====== Document extract ======

Market Drivers April 28, 2020
- Risk mildly higher
- Dollar slightly weaker across the board
- Nikkei -0.6% Dax 0.65%
- UST 10Y 0.66%
- Oil $10/bbl
- Gold $1701/oz
- BTCUSD $7687
Asia and the EU
- No Data
North America Open
- No Data
Its been a choppy, hesitant, tepid trade in the Asian and early European session, with markets essentially consolidating the gains from yesterday. Investor attention has turned to earnings with several marquee names reporting after the close.
On the commodity side, oil continued its slide with June contract trading towards the $10 handle as a global glut and lack of storage continue to weigh on crude. Over the past week much has been written about the retail interest in the USO (NYSE:USO) ETF with "mom and pop accounts" trying to bottom tick the price action in the underlying which suggests there could be yet more carnage in oil as capitulation is yet to set in.

====== Data extracts ======

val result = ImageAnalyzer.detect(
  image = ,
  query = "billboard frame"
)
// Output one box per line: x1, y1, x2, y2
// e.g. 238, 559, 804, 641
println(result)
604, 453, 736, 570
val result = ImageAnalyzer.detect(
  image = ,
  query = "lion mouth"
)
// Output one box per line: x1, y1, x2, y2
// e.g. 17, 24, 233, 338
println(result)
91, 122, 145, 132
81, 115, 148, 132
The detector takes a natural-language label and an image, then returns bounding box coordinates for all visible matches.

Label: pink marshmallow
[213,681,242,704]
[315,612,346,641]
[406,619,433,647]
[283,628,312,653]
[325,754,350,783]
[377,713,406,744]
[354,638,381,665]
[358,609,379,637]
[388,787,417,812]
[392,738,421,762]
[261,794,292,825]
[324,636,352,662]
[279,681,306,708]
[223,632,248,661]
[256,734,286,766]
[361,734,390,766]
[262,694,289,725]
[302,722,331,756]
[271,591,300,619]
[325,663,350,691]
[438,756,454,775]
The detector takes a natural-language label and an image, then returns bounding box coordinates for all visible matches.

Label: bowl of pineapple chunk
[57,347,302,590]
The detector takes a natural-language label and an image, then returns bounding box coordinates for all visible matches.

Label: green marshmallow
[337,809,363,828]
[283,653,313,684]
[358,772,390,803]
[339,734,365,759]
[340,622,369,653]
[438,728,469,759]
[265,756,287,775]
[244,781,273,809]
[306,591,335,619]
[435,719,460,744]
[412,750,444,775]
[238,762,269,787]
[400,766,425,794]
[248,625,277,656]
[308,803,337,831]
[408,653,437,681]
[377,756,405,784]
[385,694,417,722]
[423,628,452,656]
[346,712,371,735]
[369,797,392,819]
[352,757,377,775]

======

| Explore the material |
1) Reproduce everything in the market commentary above from "On the commodity" down to "yet to set in.".
2) Carry on writing the market commentary from the point where it ends.

| Per-task outputs |
1)
On the commodity side, oil continued its slide with June contract trading towards the $10 handle as a global glut and lack of storage continue to weigh on crude. Over the past week much has been written about the retail interest in the USO (NYSE:USO) ETF with "mom and pop accounts" trying to bottom tick the price action in the underlying which suggests there could be yet more carnage in oil as capitulation is yet to set in.

2)
Many analysts have pointed out the discrepancy between the price action in oil, which represents the “real” economy, and the massive rally off the lows in stocks, which are now trading on very aggressive assumptions about a return back to “normal”. The lift in equities has been breathtaking and is a testament to the massive central bank infusions into the system all across the OECD. At this point, however, so much positive expectation has been priced in that its difficult to imagine a further rally.
Nevertheless, for now, equities maintain a bid as investors focus will turn to earnings with Alphabet (NASDAQ:GOOGL), AMD (NASDAQ:AMD), Starbucks (NASDAQ:SBUX) and Yum China (NYSE:YUMC) reporting after the bell. The results should offer insight into just how bad business was in Q1 and more importantly provide some guidance going forward.
Of all the names on the docket, Alphabet may be of greatest interest as it could provide a reasonable proxy for business spending into the near future, given its dominance of the online ad business. If the company issues a warning, expect other digital leaders to get hit, including Facebook (NASDAQ:FB) which in turn could drag Nasdaq lower. The index was the leader of the prior bull market but is now a laggard as investors fear that the days of torrid growth for high tech are over.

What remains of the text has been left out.